◆ KUTIPAN TEKS:
□ □ □ □ □ □ □

Subhuti, jika di masa mendatang terdapat putri atau putra dari keluarga berbudi luhur yang sanggup menerima, membaca, dan mempraktikkan Sutra ini, Tathagata akan melihat orang itu dengan mata pengertian. Tathagata akan mengenali orang itu, dan orang itu akan merealisasi buah perbuatan bajiknya yang tak terukur, tak terbatas.”

15
“Subhuti, jika di satu pihak, seorang putri atau putra dari keluarga berbudi luhur mengorbankan hidupnya di pagi hari berkali-kali sebanyak jumlah butiran pasir di Sungai Gangga sebagai wujud kedermawanan, dan sama banyaknya mengorbankan hidupnya di siang hari, begitu pula di malam hari, serta mereka terus-menerus melakukannya dalam masa yang tak terhitung lamanya; sementara itu, di pihak lain, jika ada orang yang mendengarkan Sutra ini dengan penuh keyakinan tanpa penyangkalan, kebahagiaan yang dialami orang itu adalah jauh lebih besar. Namun kebahagiaan dari orang yang menyalin kembali Sutra ini, menerima, mendaras, dan membabarkannya pada orang lain, tidaklah dapat dibandingkan dengannya.

□ □ □ □ □ □ □

(Data dari sebuah koleksi)

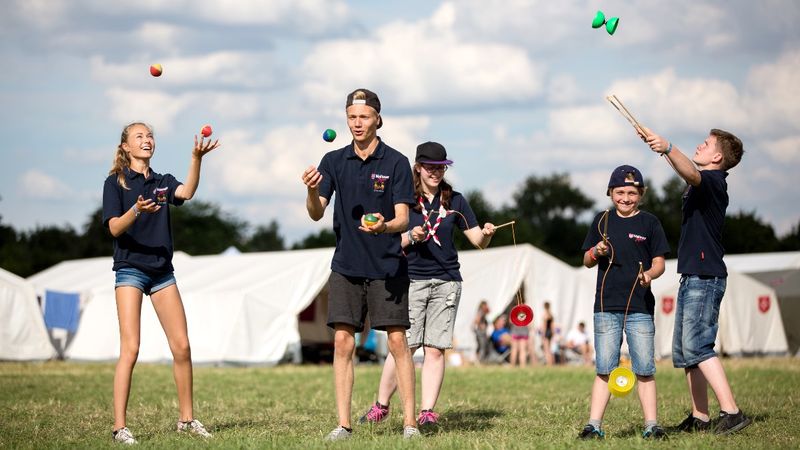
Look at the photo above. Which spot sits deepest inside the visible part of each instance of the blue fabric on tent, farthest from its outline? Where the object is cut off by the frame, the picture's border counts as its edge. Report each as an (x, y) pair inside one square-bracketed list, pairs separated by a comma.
[(62, 310)]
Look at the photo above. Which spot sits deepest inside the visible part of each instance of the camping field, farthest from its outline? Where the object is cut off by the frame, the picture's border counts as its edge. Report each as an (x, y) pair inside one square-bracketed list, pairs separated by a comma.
[(68, 405)]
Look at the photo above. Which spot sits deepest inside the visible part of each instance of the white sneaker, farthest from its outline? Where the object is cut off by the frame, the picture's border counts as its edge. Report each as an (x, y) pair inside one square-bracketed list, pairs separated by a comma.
[(193, 426), (124, 436), (410, 432), (338, 434)]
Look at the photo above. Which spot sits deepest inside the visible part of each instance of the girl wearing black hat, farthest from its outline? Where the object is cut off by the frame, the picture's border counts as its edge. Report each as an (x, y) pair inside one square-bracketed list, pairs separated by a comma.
[(435, 277), (628, 246)]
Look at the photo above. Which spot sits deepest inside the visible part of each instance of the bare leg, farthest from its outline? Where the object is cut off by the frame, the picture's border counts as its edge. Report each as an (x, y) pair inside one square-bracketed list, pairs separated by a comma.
[(388, 383), (714, 373), (344, 347), (129, 311), (514, 352), (432, 377), (548, 353), (169, 308), (600, 396), (398, 346), (698, 389), (647, 397)]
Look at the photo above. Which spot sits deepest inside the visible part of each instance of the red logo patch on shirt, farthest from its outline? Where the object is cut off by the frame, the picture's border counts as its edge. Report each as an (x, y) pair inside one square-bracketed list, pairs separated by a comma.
[(667, 304), (636, 237), (161, 195), (379, 182)]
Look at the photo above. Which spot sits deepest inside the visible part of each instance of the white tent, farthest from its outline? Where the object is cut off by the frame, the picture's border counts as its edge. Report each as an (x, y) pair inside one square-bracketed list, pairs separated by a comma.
[(244, 308), (496, 274), (23, 336), (782, 272), (749, 318), (240, 309)]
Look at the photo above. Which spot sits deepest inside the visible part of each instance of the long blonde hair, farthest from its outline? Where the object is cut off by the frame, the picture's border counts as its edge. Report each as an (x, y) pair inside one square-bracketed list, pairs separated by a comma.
[(121, 158)]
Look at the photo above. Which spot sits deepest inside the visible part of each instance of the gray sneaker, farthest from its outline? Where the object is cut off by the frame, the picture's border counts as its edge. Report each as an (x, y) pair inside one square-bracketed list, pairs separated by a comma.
[(339, 433), (124, 436), (410, 432), (194, 427)]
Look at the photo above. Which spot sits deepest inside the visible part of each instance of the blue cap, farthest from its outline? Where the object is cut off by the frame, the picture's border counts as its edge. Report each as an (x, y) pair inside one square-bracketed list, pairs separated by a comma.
[(625, 176)]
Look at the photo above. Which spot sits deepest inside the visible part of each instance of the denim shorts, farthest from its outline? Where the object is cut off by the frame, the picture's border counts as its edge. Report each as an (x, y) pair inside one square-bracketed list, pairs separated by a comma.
[(640, 331), (696, 319), (149, 284), (432, 307)]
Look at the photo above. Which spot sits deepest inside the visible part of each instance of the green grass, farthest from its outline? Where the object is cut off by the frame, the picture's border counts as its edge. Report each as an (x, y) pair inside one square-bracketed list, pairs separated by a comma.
[(57, 404)]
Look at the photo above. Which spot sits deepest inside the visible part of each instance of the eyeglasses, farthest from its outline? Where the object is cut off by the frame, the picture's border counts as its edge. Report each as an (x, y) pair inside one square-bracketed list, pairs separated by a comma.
[(430, 168)]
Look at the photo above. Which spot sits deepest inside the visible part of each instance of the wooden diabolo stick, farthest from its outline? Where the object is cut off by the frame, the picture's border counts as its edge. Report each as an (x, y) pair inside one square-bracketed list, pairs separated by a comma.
[(505, 224)]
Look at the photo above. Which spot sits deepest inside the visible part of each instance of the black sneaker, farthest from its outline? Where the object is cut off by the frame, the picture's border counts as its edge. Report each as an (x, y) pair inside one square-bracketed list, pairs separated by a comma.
[(655, 432), (731, 423), (692, 424), (590, 432)]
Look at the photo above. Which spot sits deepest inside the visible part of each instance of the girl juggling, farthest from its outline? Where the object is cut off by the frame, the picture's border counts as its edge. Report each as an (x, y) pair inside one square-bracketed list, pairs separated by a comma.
[(136, 203)]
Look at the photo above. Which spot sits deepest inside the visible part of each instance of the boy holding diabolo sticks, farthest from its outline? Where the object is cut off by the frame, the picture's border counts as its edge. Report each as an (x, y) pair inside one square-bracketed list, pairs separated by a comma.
[(628, 246), (703, 275)]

□ □ □ □ □ □ □

◆ TUJUAN TUGAS:
Lanjutkan teks sutra yang ditujukan kepada Subhuti, dimulai sesudah kalimat terakhirnya.

◆ JAWABAN TERTULIS:
“Subhuti, secara ringkas, Sutra ini mendatangkan kebajikan beserta kebahagiaan yang tak terhingga, yang tak dapat dibayangkan maupun diukur. Jika ada seseorang yang mampu menerima, mempraktikkan, mendaras, dan berbagi Sutra ini dengan insan lain, Tathagata akan melihat serta mengenali orang tersebut. Ia akan memiliki kebajikan yang tak terbayangkan, tak tergambarkan, dan tiada bandingannya. Orang semacam itu akan sanggup mengemban karier dari Tathagata yang tercerahkan, yang tertinggi, yang paling sempurna. Mengapa? Subhuti, jika seseorang sudah puas dengan ajaran-ajaran kecil, jika ia masih terperangkap dalam gagasan mengenai suatu diri, sesosok pribadi, sesosok makhluk hidup, atau suatu jangka kehidupan, ia tak akan sanggup mendengarkan, menerima, mendaras, dan membabarkan Sutra ini pada orang lain. Subbhuti, di mana pun Sutra ini dijumpai, kawasan itu merupakan tempat para dewa, manusia, beserta asura menghaturkan persembahan. Tempat semacam itu adalah tempat yang suci dan hendaknya dihormati dengan upacara, pradaksina, dan persembahan bunga beserta dupa.”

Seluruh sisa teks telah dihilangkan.